Which of the lines in the records below hold the string "Target"? Copy every one of them.

DATA SUPPLIED:
+--
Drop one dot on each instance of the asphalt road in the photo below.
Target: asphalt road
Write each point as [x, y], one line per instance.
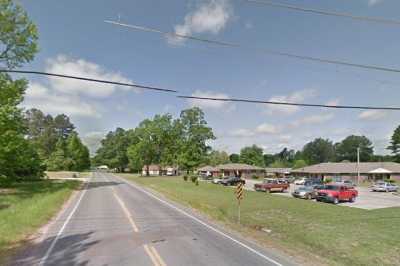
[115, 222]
+--
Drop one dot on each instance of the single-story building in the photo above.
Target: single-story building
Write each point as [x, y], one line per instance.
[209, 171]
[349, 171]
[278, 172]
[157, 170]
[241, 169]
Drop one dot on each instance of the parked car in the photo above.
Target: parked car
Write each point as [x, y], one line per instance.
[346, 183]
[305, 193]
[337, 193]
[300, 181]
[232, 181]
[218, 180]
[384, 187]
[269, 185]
+--
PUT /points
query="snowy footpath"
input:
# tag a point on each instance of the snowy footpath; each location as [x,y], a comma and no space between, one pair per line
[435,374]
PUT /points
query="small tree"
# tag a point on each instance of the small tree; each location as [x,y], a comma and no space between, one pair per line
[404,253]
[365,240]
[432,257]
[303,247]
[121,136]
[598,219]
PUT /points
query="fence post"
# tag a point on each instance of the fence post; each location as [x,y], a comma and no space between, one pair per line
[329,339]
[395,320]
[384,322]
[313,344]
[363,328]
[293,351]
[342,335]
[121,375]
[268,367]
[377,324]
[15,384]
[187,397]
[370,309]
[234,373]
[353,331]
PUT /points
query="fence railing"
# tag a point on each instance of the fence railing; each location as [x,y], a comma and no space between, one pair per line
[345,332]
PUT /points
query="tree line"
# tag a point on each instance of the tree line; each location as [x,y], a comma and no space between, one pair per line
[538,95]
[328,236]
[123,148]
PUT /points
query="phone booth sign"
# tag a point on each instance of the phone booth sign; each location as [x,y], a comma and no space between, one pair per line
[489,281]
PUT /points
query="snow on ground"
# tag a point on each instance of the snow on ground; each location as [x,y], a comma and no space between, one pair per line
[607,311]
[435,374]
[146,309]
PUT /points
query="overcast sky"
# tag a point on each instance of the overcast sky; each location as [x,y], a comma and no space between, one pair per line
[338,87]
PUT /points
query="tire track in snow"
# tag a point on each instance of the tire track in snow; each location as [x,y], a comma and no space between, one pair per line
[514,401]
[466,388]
+--
SOLUTION FOR THIS PROBLEM:
Target: asphalt road
Target: single-story building
Target: parked car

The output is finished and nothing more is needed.